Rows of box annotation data
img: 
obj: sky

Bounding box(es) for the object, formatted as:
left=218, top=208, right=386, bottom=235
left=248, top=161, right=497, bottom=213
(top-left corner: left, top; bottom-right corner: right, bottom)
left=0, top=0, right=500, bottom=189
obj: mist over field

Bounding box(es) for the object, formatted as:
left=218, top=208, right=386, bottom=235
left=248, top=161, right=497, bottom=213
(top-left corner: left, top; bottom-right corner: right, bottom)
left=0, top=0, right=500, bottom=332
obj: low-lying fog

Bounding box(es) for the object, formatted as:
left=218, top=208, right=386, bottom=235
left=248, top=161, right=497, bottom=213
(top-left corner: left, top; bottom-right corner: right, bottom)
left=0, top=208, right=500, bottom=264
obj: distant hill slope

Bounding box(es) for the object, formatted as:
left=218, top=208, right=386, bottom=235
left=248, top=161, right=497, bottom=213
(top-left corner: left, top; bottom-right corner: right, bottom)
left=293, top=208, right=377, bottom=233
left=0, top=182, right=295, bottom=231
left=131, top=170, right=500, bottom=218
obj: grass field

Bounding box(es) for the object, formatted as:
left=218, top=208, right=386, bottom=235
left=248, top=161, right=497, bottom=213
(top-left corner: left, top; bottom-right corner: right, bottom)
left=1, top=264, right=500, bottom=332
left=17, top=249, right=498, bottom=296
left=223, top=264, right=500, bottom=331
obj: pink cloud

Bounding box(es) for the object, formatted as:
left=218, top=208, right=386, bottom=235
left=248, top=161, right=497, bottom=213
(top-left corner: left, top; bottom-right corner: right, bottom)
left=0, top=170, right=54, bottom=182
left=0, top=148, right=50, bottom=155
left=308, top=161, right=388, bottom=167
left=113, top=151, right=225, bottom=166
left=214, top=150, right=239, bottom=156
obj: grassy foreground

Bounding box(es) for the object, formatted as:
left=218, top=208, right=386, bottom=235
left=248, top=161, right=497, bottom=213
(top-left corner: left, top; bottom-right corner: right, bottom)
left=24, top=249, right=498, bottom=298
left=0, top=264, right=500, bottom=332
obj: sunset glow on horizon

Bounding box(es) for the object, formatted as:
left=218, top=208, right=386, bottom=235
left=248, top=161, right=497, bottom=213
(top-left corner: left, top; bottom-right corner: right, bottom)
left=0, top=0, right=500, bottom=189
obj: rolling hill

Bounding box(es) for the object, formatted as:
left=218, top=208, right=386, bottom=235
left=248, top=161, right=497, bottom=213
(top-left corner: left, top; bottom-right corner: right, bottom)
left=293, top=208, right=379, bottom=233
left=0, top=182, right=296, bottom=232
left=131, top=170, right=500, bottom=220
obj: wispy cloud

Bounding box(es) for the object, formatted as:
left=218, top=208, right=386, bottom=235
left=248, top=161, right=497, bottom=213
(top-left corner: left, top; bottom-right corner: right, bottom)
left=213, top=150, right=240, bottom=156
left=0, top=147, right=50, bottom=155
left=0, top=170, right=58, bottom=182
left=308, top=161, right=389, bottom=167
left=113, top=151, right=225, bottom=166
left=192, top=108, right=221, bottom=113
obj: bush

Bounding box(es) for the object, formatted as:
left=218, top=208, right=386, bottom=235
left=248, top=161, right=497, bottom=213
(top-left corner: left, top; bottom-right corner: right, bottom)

* **Exercise directions**
Render the lines from the first one through the line containing "left=131, top=170, right=500, bottom=218", that line included, as a numbered list, and leave out any blank lines.

* **Response**
1. img: 
2. obj: sky
3. Bounding box(es) for the object, formatted as:
4. left=218, top=208, right=386, bottom=235
5. left=248, top=161, right=497, bottom=213
6. (top-left corner: left, top; bottom-right corner: right, bottom)
7. left=0, top=0, right=500, bottom=189
8. obj: mist over field
9. Bounding box(es) for the object, formatted as:
10. left=218, top=208, right=386, bottom=235
11. left=248, top=161, right=497, bottom=213
12. (top-left corner: left, top; bottom-right corner: right, bottom)
13. left=0, top=0, right=500, bottom=332
14. obj: low-lying fog
15. Bounding box(es) for the object, formatted as:
16. left=218, top=208, right=386, bottom=235
17. left=248, top=161, right=497, bottom=213
18. (top-left corner: left, top; bottom-right corner: right, bottom)
19. left=0, top=208, right=500, bottom=264
20. obj: distant hill slope
21. Bounding box(es) for the object, formatted as:
22. left=218, top=208, right=386, bottom=235
23. left=248, top=161, right=497, bottom=213
24. (top-left corner: left, top; bottom-right corner: right, bottom)
25. left=293, top=208, right=377, bottom=233
26. left=0, top=182, right=295, bottom=231
27. left=131, top=170, right=500, bottom=218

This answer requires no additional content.